> **SOURCE PASSAGE**:
***
# car stuff



## AllBbear (Apr 17, 2013)

I am a little confused about immigration laws etc. with regard to having a US plated vehicle in Mexico when I am on a visitors visa. I will have to leave the country every 180 days. Can I leave my vehicle in Mexico. I have been led to believer I cannot leave the country without my vehicle. Thanks in advance for any information.
Bob


----------



## sparks (Jun 17, 2007)

Your auto permit is good as long as your visa/permit is good .... so yes, take the car with you


----------



## AllBbear (Apr 17, 2013)

Sparks; not sure you understood my question.............. On a visitors 180 day visa, Can I fly home during this time and leave the car behind? I have been led to believe the car is tied to me and visa and I must remove the car whenever I leave the country. This will be a major hassle. Is there any way around this policy? Am I misunderstanding the policy?


----------



## RVGRINGO (May 16, 2007)

AllBbear said:


> Sparks; not sure you understood my question.............. On a visitors 180 day visa, Can I fly home during this time and leave the car behind? I have been led to believe the car is tied to me and visa and I must remove the car whenever I leave the country. This will be a major hassle. Is there any way around this policy? Am I misunderstanding the policy?


It is a Visitor Permit, not a visa. Whenever you exit Mexico you must take the car with you and have Banjercito remove the sticker and issue a receipt, which you should keep forever. If you fail to do this, your car becomes illegally in Mexico and subject to confiscation. Your insurance would also become invalid. One might not learn of this until it is much too late.
When you re-enter Mexico, you will need to get a new FMM permit for yourself, and a new Importada Temporal for the car.
No, there is no way around this requirement. If you intend to stay in Mexico more than 180 days as a tourist, you would need to become a Residente Temporal Visa holder. Then you would be free to come and go without your car for up to 4 years, at which time you would convert to Residente Permanente and lose the privilege of driving a foreign plated car, and need to remove it from Mexico and buy a replacement in Mexico.
I hope that explains it for you.
***
> **DATASET ENTRIES**:

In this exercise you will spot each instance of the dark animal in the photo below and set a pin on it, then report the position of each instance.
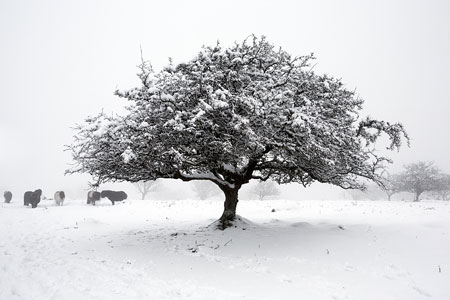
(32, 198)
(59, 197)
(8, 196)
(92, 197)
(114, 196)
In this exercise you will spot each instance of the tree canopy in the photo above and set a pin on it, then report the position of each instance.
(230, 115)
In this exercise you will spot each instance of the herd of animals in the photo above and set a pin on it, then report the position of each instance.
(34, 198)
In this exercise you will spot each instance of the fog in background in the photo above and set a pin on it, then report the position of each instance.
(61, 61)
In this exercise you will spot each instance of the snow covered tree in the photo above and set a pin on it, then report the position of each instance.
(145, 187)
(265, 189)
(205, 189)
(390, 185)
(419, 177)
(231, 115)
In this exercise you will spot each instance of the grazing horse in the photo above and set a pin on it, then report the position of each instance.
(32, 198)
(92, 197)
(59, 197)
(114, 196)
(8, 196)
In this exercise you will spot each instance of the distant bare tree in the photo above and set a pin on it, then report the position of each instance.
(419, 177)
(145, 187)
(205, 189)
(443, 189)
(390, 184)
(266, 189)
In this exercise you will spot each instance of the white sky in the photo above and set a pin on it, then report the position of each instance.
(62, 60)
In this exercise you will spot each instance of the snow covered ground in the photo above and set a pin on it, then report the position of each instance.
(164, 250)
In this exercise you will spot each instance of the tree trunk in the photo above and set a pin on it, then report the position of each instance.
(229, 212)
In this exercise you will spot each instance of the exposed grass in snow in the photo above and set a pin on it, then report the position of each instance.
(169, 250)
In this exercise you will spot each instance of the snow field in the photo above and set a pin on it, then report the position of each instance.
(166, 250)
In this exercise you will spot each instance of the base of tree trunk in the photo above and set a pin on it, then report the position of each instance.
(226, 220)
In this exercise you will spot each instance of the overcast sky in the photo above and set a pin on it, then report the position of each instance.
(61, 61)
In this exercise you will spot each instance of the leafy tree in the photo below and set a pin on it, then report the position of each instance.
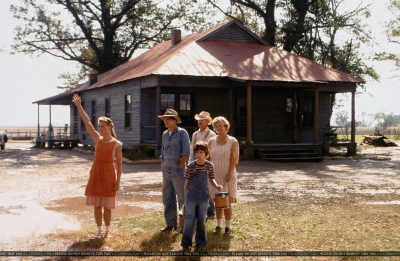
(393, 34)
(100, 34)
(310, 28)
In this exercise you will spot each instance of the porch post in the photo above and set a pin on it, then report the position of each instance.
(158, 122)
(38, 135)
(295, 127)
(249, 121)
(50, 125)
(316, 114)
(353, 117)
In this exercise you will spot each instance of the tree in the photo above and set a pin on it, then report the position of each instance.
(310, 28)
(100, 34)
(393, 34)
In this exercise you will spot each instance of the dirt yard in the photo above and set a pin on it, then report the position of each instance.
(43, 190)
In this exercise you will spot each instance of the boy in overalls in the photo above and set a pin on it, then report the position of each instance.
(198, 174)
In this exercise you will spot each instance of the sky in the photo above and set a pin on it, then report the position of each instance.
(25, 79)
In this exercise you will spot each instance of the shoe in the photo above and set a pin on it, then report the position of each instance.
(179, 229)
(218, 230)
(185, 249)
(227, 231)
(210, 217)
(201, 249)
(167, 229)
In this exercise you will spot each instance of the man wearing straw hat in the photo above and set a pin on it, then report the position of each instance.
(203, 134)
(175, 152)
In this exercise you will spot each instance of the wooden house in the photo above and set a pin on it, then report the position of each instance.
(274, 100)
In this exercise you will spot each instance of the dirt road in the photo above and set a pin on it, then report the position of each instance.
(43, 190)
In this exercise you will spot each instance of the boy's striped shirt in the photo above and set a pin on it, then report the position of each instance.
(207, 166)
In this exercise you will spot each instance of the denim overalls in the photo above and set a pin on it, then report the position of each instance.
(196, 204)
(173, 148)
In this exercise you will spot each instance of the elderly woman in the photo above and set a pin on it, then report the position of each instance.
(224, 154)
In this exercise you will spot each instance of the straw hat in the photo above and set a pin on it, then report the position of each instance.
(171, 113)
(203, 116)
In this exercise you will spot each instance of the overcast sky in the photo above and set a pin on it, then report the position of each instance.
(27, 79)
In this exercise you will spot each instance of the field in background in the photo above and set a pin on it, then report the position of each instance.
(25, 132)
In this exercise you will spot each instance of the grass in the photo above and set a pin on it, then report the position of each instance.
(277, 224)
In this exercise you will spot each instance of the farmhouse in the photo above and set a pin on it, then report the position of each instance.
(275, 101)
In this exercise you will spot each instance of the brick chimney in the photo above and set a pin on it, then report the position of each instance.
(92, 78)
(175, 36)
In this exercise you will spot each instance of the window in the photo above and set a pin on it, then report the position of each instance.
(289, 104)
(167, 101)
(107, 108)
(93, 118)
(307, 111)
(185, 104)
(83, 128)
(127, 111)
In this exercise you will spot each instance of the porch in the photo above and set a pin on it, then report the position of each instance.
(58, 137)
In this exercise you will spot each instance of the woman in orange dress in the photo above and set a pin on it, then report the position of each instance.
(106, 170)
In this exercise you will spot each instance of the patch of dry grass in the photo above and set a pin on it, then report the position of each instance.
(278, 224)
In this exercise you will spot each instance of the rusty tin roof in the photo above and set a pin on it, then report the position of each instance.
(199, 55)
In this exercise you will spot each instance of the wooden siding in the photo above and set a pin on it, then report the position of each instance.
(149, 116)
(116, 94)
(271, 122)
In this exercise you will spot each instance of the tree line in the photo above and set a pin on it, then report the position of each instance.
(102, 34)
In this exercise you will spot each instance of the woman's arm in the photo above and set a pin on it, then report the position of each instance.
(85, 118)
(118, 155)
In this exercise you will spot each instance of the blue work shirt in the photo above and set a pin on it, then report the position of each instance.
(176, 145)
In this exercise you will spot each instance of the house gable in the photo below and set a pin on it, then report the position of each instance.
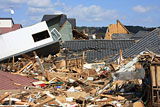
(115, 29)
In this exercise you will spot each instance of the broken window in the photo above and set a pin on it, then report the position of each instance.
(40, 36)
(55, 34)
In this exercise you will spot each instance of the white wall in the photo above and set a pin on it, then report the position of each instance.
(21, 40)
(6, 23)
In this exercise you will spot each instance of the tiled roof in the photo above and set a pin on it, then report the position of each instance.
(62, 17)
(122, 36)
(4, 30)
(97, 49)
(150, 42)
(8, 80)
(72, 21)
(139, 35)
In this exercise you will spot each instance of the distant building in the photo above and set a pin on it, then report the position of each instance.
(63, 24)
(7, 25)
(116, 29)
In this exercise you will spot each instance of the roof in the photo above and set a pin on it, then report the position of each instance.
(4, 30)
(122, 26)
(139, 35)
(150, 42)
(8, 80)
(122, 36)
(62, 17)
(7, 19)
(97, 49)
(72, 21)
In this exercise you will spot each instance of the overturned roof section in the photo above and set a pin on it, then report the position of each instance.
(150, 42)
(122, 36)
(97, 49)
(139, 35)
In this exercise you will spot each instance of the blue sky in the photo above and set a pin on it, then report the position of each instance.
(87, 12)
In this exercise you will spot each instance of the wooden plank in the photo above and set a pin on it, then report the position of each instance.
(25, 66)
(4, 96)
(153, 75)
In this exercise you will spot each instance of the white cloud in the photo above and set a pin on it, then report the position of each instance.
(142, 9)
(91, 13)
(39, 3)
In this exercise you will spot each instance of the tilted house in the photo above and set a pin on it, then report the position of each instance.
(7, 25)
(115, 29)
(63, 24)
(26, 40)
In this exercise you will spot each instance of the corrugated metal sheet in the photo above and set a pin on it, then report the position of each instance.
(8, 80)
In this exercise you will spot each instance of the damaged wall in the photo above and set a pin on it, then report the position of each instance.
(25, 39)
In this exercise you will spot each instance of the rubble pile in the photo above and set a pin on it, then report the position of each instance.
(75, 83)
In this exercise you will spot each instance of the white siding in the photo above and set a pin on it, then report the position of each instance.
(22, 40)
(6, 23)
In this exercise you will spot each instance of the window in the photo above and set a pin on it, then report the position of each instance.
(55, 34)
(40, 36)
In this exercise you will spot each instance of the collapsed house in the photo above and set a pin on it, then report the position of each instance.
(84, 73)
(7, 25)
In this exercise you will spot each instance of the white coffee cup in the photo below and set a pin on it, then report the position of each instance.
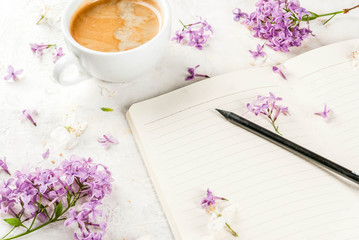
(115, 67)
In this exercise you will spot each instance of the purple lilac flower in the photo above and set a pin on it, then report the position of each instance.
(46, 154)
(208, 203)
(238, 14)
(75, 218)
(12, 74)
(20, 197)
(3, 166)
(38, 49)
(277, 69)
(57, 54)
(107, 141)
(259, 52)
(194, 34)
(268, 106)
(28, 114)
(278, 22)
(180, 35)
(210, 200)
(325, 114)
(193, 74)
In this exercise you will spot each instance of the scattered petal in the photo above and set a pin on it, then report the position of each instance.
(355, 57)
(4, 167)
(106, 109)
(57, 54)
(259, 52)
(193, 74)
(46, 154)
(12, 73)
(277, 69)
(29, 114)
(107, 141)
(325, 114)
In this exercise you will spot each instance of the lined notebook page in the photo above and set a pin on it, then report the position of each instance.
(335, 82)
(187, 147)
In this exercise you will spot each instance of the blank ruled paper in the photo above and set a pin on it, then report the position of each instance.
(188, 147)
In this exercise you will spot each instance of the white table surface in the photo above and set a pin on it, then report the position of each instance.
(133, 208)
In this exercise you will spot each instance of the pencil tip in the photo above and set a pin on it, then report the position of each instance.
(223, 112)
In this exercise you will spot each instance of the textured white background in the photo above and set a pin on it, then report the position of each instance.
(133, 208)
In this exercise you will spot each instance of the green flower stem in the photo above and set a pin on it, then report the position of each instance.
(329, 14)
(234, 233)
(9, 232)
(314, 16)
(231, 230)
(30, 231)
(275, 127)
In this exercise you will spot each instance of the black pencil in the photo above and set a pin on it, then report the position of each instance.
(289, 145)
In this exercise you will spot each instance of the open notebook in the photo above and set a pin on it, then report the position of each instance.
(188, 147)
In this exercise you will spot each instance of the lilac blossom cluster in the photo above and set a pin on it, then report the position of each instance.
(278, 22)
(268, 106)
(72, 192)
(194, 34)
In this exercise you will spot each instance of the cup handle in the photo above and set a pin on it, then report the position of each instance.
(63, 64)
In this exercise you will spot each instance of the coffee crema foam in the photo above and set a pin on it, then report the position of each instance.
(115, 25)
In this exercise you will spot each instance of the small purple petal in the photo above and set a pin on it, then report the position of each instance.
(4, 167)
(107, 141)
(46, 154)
***
> **TASK SET**:
**a)** Reproduce the whole forum thread about keeping a US-plated car in Mexico, word for word.
**b)** Locate each line of the listing that contains the word "overalls", and copy those lines out.

> **THE SOLUTIONS**:
**a)**
# car stuff



## AllBbear (Apr 17, 2013)

I am a little confused about immigration laws etc. with regard to having a US plated vehicle in Mexico when I am on a visitors visa. I will have to leave the country every 180 days. Can I leave my vehicle in Mexico. I have been led to believer I cannot leave the country without my vehicle. Thanks in advance for any information.
Bob


----------



## sparks (Jun 17, 2007)

Your auto permit is good as long as your visa/permit is good .... so yes, take the car with you


----------



## AllBbear (Apr 17, 2013)

Sparks; not sure you understood my question.............. On a visitors 180 day visa, Can I fly home during this time and leave the car behind? I have been led to believe the car is tied to me and visa and I must remove the car whenever I leave the country. This will be a major hassle. Is there any way around this policy? Am I misunderstanding the policy?


----------



## RVGRINGO (May 16, 2007)

AllBbear said:


> Sparks; not sure you understood my question.............. On a visitors 180 day visa, Can I fly home during this time and leave the car behind? I have been led to believe the car is tied to me and visa and I must remove the car whenever I leave the country. This will be a major hassle. Is there any way around this policy? Am I misunderstanding the policy?


It is a Visitor Permit, not a visa. Whenever you exit Mexico you must take the car with you and have Banjercito remove the sticker and issue a receipt, which you should keep forever. If you fail to do this, your car becomes illegally in Mexico and subject to confiscation. Your insurance would also become invalid. One might not learn of this until it is much too late.
When you re-enter Mexico, you will need to get a new FMM permit for yourself, and a new Importada Temporal for the car.
No, there is no way around this requirement. If you intend to stay in Mexico more than 180 days as a tourist, you would need to become a Residente Temporal Visa holder. Then you would be free to come and go without your car for up to 4 years, at which time you would convert to Residente Permanente and lose the privilege of driving a foreign plated car, and need to remove it from Mexico and buy a replacement in Mexico.
I hope that explains it for you.

**b)**
In this exercise you will spot each instance of the boy in overalls in the photo above and set a pin on it, then report the position of each instance.
In this exercise you will spot each instance of the denim overalls in the photo above and set a pin on it, then report the position of each instance.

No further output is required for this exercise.